*** Passage to read ***
I don't buy this at all. Yes, the story you tell happened, but not 
for the reasons you cite, and without any significant implications 
for XML work.

User interfaces were atrocious despite the toolkits because 
programmers didn't know squat about user interface design. When the 
toolkit sucked it was because the people who wrote the toolkit didn't 
know enough about writing user interfaces. It had nothing to do with 
a trade-off between making the toolkit easy for users or easy for 
programmers. In fact, the opposite is true. Toolkits designed by 
people who actually understand human-computer interaction are easy 
for users AND easy for programmers. The classic example here is Apple 
and the Mac Toolbox.

In many cases, however, the interfaces still suck and the programmers 
still don't know they're doing something wrong. This has nothing to 
do with the APIs, and everything to do with programmer education and 
skills. Today on Windows and occasionally Linux there are decent user 
interfaces in those few cases where the product is large enough for 
the development team to include people whose job is specifically user 
interface design and testing. On most other products, the UIs are a 
disaster.

Macintosh programs to this day are still easier to use than Windows 
and Unix programs because Apple has spent a great deal of effort 
teaching its developer community the right way to do things. It's 
virtually impossible to learn how to draw a menu bar on the Macintosh 
without simultaneously learning what should be in the menu bar and 
where. On Windows and Linux, I daily encounter programs that screw up 
very basic concerns like what belongs in the file menu and which menu 
items have which menu shortcuts.
*** Recorded information ***
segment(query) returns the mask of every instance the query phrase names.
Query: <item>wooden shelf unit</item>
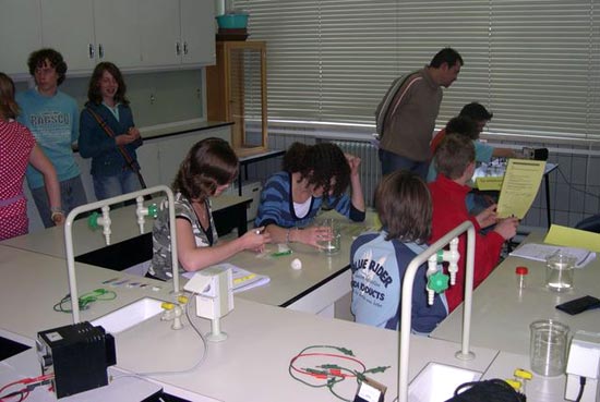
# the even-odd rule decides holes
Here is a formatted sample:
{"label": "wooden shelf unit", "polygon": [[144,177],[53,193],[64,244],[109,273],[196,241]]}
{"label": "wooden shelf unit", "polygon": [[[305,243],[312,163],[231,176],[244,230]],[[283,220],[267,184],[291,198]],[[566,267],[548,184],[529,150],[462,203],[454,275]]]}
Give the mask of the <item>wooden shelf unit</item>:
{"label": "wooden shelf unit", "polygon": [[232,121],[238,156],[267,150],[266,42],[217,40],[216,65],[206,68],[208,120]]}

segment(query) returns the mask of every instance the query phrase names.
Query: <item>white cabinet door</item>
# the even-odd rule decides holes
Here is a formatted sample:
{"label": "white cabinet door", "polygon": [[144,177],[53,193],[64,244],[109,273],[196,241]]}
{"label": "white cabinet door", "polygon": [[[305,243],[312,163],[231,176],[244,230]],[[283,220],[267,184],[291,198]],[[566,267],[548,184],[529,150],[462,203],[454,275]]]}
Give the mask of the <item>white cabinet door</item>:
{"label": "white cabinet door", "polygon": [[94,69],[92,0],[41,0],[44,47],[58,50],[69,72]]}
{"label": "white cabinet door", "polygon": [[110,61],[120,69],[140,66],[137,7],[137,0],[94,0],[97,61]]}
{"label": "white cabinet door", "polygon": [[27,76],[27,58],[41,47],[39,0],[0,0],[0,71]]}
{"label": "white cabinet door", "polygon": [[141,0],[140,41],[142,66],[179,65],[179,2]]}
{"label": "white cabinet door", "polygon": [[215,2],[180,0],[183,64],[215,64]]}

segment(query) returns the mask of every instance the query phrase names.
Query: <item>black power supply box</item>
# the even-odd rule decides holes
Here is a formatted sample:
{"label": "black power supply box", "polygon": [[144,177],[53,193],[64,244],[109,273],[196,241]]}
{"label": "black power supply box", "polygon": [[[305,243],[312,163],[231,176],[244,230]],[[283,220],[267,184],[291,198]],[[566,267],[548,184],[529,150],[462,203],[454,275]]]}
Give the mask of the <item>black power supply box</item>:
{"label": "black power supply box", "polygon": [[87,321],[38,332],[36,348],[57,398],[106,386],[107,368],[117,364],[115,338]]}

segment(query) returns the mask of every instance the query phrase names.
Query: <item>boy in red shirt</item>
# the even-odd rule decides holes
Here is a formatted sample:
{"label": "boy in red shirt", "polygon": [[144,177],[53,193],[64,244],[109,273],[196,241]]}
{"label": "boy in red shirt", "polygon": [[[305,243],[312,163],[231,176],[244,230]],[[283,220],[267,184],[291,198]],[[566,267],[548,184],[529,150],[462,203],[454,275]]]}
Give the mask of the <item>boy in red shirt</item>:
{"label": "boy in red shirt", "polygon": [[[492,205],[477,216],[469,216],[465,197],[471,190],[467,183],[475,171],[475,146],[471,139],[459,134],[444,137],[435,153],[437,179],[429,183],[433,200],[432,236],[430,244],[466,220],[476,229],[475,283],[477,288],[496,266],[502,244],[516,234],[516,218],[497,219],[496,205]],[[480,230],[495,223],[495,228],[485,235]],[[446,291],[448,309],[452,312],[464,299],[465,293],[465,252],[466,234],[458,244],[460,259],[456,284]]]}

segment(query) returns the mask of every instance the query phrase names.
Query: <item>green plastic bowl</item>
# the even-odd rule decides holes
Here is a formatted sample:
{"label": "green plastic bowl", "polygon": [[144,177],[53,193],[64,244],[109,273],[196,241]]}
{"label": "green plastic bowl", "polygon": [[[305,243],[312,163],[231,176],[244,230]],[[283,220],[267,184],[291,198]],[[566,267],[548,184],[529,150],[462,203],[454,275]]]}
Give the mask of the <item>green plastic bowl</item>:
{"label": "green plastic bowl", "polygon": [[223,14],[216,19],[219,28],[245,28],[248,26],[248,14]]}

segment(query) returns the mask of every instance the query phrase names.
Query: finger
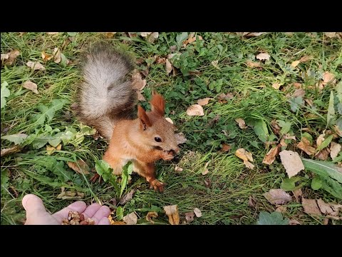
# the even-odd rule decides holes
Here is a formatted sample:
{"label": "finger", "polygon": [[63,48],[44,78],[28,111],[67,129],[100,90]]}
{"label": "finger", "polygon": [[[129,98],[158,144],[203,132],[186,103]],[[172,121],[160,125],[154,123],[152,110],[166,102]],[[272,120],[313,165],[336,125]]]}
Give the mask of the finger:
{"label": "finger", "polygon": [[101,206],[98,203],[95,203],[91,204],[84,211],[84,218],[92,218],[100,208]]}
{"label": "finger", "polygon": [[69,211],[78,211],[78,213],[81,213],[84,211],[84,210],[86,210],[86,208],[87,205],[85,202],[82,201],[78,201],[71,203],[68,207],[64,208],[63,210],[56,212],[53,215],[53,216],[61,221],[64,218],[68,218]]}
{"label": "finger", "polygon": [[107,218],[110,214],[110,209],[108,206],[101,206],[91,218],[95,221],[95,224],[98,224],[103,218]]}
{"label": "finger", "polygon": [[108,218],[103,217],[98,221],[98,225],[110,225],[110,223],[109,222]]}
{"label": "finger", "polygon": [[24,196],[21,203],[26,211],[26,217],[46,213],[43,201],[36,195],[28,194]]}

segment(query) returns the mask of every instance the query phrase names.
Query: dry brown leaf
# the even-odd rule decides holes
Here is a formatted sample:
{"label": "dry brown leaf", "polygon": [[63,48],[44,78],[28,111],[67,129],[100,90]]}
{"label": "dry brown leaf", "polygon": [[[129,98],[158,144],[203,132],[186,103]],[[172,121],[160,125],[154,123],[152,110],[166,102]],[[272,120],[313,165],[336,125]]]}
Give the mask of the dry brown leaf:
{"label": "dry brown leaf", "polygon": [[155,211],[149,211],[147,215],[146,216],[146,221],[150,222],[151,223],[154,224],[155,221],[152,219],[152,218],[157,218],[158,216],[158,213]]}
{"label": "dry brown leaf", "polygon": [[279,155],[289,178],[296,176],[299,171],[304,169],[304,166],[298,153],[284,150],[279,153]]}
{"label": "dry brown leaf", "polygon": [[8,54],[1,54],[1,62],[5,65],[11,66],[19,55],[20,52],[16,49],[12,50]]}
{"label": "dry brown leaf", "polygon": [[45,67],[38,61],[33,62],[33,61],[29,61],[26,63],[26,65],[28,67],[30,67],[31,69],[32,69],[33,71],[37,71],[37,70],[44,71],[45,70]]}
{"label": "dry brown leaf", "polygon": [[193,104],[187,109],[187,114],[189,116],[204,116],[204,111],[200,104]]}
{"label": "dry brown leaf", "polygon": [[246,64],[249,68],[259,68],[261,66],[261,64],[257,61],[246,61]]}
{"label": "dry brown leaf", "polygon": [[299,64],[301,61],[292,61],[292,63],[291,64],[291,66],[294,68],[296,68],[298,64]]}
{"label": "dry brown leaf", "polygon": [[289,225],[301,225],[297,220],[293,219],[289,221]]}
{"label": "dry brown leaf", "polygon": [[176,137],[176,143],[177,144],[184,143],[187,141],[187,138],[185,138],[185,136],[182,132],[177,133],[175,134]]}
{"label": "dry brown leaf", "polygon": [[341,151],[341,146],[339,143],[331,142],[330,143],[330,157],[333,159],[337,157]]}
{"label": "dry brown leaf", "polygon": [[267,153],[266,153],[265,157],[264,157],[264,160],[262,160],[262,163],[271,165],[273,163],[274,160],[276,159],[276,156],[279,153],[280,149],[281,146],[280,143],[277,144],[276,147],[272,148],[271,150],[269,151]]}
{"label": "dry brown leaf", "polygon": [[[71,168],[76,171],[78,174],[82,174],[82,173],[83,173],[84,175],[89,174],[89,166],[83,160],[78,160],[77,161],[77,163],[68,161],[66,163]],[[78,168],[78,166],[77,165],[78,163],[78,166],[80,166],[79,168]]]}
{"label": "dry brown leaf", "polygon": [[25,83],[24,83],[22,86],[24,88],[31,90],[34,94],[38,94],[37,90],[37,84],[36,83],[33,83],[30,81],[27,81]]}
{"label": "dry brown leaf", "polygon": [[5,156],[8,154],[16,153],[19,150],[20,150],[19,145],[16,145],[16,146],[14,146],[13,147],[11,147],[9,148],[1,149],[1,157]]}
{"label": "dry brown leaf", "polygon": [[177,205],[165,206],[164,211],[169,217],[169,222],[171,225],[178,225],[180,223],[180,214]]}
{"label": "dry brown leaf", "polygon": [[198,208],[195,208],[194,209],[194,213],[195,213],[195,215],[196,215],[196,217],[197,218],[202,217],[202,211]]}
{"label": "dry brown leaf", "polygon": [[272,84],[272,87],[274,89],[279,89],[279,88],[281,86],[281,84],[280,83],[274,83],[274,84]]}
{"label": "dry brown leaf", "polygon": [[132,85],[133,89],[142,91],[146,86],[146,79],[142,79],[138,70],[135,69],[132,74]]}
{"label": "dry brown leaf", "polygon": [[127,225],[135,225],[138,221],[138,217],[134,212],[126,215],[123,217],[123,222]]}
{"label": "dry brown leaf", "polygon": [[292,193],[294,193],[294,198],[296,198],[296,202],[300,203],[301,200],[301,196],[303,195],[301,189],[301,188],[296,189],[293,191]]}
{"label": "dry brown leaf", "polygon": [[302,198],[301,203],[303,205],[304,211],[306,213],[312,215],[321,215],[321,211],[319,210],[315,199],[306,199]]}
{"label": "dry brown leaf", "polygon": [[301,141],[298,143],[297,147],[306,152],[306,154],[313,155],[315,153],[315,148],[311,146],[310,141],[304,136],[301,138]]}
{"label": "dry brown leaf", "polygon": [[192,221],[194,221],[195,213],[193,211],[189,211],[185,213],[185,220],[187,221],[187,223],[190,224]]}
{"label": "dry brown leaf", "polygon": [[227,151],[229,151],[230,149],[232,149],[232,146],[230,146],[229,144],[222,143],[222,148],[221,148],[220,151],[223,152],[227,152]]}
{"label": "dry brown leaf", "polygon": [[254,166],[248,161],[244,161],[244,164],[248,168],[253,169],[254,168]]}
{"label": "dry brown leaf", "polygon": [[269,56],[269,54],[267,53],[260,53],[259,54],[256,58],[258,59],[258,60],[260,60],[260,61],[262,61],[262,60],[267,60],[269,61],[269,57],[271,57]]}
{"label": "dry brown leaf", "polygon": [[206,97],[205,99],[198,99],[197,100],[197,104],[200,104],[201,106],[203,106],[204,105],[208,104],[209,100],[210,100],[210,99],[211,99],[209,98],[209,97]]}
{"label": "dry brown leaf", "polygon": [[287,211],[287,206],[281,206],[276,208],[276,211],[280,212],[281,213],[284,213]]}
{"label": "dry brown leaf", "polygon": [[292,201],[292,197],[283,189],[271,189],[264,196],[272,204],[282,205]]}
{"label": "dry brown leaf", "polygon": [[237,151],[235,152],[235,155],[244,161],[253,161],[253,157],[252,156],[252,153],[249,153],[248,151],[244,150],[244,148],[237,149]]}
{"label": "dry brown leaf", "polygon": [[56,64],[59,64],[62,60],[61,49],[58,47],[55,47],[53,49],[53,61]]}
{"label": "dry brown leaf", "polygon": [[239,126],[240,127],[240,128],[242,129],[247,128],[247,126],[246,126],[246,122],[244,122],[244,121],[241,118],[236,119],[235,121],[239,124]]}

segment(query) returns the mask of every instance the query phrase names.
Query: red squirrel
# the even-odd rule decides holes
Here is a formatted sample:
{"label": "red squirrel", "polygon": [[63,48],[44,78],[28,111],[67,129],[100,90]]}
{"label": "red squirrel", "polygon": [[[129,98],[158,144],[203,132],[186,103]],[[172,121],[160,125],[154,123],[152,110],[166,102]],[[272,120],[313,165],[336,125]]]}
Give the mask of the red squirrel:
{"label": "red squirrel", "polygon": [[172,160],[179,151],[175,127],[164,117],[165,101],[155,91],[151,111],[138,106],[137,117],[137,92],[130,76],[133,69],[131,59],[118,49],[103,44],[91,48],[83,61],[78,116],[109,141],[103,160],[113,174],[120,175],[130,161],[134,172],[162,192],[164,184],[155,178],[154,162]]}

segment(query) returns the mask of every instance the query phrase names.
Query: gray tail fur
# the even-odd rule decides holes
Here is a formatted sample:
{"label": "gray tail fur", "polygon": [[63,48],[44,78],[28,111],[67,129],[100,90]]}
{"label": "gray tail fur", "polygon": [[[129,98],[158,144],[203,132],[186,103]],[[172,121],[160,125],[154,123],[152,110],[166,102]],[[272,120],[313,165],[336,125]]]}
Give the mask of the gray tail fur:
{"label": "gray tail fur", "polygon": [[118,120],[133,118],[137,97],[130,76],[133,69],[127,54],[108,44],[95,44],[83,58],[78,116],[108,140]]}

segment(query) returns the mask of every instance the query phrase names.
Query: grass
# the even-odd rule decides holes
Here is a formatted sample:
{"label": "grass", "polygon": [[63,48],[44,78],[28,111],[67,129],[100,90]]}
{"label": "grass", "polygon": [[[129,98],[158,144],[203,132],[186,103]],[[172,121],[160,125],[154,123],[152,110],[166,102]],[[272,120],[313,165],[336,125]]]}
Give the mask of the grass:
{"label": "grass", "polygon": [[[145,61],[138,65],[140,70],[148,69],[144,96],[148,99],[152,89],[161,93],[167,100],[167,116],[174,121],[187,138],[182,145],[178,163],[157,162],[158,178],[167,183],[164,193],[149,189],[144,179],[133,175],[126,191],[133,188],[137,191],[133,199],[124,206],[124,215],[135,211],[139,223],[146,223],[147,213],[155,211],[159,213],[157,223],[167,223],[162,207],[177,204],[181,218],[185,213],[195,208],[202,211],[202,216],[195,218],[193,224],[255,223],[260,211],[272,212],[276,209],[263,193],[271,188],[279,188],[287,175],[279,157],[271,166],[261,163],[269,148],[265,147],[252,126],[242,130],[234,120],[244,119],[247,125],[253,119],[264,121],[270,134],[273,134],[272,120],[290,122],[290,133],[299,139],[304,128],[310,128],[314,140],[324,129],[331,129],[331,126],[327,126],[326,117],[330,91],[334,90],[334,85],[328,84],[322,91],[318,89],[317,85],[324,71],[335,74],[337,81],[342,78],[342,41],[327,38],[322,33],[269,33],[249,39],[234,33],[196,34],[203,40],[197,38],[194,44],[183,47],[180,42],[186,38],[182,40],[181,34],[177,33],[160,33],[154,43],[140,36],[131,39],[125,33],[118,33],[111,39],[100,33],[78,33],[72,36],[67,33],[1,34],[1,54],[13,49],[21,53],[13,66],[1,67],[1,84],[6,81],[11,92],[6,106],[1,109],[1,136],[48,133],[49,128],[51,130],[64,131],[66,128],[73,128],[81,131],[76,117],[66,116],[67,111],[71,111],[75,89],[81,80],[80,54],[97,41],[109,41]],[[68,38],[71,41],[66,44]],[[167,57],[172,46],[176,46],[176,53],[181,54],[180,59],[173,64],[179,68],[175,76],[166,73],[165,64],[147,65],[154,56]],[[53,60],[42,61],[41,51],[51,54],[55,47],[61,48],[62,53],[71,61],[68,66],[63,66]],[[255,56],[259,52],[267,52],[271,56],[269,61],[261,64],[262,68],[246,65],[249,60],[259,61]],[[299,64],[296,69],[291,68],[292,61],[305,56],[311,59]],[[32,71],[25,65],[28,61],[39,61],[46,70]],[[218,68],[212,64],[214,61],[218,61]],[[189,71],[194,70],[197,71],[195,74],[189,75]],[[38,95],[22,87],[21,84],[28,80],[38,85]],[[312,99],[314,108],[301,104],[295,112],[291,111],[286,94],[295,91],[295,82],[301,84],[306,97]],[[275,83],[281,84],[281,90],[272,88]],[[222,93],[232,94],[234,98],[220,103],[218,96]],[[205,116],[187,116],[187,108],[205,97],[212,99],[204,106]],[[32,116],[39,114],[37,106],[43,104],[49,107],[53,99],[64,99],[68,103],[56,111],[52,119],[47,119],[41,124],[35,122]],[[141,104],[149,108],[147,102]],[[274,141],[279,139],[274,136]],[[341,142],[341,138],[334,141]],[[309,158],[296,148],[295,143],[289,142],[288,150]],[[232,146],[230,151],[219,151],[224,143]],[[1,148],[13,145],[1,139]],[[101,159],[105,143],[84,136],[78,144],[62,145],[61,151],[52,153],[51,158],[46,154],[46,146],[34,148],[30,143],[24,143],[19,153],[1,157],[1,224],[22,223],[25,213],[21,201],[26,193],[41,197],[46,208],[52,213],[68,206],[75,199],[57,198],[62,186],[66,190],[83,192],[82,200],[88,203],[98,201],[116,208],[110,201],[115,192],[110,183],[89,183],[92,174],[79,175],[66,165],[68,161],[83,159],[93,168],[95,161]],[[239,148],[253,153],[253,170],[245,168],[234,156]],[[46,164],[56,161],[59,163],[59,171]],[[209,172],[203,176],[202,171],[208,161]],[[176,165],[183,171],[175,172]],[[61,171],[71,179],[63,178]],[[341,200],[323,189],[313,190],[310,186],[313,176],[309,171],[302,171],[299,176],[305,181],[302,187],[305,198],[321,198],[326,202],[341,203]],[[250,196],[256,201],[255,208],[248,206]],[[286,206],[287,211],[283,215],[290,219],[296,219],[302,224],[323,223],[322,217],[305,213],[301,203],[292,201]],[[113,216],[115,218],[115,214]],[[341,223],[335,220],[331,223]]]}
***
◆ **Request**
Retype the piece on user interface toolkits word for word, from "Macintosh programs to" down to "which menu shortcuts.".

◆ **Result of the exercise**
Macintosh programs to this day are still easier to use than Windows 
and Unix programs because Apple has spent a great deal of effort 
teaching its developer community the right way to do things. It's 
virtually impossible to learn how to draw a menu bar on the Macintosh 
without simultaneously learning what should be in the menu bar and 
where. On Windows and Linux, I daily encounter programs that screw up 
very basic concerns like what belongs in the file menu and which menu 
items have which menu shortcuts.